§ **THE PROBLEM**
Once the line containing "Annotate one keypoint" is found, retype it and each line after it through the last entry below, word for word, and nothing else.

§ **RECORDS FOR THE TASK**
____________
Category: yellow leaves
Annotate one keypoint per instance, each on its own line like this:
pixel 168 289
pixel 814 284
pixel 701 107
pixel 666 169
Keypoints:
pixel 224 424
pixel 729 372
____________
§ **PROBLEM SOLUTION**
Annotate one keypoint per instance, each on its own line like this:
pixel 168 289
pixel 814 284
pixel 701 107
pixel 666 169
Keypoints:
pixel 224 424
pixel 729 372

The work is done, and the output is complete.